→ **Exercise directions**:
Lines from the one containing "like [871, 590]." through the end of the data are to be returned exactly, and no others.

[BEGIN Listing]

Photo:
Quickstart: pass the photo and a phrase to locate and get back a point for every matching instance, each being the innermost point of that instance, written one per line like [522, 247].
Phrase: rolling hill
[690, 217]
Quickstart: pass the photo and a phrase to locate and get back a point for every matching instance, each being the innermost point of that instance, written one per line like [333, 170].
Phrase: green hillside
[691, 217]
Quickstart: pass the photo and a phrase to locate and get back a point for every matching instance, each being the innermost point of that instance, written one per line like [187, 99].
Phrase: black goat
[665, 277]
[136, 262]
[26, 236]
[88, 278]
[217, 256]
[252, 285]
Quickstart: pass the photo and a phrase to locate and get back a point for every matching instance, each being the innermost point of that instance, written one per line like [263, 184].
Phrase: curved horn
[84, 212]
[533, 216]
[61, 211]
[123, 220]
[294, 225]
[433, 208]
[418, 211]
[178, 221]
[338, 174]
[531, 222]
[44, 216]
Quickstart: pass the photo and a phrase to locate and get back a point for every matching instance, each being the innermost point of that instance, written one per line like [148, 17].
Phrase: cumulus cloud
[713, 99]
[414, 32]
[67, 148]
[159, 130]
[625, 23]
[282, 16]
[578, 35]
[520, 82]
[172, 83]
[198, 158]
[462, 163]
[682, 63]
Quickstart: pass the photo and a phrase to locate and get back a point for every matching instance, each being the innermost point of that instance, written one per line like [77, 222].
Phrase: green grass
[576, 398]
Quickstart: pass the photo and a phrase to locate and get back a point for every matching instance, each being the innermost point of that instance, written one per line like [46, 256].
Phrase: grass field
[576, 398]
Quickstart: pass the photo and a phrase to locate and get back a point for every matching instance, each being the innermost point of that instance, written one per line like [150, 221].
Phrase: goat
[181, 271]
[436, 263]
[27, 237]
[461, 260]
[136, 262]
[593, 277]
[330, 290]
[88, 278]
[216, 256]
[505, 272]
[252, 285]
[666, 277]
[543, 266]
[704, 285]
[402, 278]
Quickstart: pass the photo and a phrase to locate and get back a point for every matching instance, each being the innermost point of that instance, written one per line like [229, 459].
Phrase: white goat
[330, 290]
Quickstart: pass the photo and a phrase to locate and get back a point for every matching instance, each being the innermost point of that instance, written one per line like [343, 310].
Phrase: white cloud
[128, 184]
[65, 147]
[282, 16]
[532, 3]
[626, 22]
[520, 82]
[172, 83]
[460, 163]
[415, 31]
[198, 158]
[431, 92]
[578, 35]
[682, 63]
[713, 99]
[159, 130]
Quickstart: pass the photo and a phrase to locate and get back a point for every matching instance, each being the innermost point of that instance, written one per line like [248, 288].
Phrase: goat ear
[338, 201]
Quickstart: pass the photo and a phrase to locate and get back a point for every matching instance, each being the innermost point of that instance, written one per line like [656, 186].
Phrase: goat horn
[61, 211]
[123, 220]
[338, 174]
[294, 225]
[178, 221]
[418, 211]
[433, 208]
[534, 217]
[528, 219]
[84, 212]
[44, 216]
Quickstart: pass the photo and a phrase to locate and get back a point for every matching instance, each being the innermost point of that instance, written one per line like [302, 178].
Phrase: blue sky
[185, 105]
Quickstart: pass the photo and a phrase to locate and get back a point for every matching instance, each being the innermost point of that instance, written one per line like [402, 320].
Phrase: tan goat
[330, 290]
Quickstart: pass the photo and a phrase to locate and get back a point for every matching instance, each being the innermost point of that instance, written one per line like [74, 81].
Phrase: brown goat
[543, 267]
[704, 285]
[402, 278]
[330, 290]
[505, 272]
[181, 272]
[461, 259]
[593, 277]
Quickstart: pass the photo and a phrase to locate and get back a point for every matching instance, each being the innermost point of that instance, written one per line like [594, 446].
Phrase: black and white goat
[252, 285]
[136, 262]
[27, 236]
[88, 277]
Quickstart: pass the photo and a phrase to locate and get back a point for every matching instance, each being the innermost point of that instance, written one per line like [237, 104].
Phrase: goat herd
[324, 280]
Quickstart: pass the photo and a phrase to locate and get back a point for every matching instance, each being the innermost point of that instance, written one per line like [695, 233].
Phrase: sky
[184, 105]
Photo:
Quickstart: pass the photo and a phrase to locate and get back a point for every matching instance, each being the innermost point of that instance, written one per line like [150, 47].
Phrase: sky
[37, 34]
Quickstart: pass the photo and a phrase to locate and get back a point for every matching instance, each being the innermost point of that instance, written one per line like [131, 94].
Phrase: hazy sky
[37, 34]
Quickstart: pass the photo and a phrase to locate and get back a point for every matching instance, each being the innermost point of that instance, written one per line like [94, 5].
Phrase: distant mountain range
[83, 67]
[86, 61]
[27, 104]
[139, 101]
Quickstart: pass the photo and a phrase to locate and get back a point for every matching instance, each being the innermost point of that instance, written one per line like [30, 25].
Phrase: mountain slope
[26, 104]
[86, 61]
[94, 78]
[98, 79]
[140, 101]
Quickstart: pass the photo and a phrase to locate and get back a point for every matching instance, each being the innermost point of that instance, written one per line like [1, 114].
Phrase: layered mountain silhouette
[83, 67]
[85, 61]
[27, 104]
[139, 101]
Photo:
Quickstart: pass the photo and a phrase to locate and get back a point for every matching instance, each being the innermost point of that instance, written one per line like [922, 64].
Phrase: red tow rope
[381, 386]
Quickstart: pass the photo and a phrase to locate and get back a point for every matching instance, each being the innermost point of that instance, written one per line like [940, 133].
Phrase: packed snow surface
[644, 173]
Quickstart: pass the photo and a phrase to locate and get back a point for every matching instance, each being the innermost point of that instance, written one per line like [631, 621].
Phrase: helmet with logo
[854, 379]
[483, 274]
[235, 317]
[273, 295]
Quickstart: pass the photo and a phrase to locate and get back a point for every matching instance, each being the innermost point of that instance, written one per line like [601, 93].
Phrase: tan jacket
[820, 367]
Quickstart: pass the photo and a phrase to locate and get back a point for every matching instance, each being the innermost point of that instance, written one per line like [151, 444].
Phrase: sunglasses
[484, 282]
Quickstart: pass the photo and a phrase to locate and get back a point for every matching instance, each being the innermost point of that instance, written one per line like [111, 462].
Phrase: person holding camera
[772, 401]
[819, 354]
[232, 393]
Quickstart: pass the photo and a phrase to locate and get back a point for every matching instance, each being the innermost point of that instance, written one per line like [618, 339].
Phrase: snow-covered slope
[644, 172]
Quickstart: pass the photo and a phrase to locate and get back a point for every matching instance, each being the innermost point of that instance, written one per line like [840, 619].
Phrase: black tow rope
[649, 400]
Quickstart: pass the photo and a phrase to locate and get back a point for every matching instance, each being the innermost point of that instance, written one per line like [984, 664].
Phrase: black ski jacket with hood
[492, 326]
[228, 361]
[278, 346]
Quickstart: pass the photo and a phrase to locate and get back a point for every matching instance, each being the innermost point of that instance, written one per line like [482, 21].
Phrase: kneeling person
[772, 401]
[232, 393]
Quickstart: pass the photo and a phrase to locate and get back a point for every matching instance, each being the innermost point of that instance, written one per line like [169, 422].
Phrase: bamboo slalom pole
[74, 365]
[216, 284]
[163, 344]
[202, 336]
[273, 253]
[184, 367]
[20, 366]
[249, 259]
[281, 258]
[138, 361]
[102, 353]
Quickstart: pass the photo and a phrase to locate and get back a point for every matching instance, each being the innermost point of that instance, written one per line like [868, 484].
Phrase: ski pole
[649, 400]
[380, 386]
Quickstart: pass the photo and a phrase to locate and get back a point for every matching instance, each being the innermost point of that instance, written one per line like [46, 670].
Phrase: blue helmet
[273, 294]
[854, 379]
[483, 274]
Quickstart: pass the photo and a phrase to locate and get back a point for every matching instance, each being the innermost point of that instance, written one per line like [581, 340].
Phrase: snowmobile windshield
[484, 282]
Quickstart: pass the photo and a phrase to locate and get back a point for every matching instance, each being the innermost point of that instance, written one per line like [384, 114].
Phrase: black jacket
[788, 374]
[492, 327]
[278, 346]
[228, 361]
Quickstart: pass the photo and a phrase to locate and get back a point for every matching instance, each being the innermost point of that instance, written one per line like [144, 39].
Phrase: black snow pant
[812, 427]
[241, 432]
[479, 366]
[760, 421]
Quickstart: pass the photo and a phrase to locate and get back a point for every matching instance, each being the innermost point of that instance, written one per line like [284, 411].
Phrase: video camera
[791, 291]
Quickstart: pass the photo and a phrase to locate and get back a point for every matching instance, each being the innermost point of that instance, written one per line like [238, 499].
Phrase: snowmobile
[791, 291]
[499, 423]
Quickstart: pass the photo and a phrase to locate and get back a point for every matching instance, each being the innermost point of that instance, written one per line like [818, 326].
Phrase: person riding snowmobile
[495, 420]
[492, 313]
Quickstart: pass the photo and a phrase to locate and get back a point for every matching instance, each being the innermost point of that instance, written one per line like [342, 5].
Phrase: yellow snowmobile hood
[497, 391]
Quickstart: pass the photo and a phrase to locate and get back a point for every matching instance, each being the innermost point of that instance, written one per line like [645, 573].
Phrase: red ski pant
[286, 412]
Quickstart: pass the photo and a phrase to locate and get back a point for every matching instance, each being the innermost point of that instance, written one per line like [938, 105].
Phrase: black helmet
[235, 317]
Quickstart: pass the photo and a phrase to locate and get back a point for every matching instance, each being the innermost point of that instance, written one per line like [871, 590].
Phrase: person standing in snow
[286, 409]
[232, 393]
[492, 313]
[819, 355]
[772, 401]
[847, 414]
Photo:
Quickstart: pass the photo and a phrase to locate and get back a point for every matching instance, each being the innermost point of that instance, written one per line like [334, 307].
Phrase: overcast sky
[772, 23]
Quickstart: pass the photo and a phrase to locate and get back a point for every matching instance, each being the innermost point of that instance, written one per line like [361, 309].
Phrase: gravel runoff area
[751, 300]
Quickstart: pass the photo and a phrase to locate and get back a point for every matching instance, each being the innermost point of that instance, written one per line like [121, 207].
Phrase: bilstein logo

[END Listing]

→ **Solution to the problem**:
Quickstart: pass the photo and a phrase to locate and get back a point for every matching instance, each being the innermost point of that instance, written one per line like [871, 590].
Phrase: person standing in snow
[286, 409]
[232, 393]
[492, 313]
[819, 355]
[772, 401]
[847, 414]
Photo:
Quickstart: pass the photo and a phrase to locate and get back a point for every matching instance, each being the innermost point of that instance, written one per line like [334, 307].
Phrase: overcast sky
[772, 23]
Quickstart: pass the photo and a phrase to locate and get back a point for every matching instance, each being the innermost point of that instance, written one per line like [361, 309].
Phrase: gravel runoff area
[751, 300]
Quickstart: pass the photo and a phrase to locate and get back a point for every matching instance, each being the innermost point of that instance, written one per line like [121, 207].
Phrase: bilstein logo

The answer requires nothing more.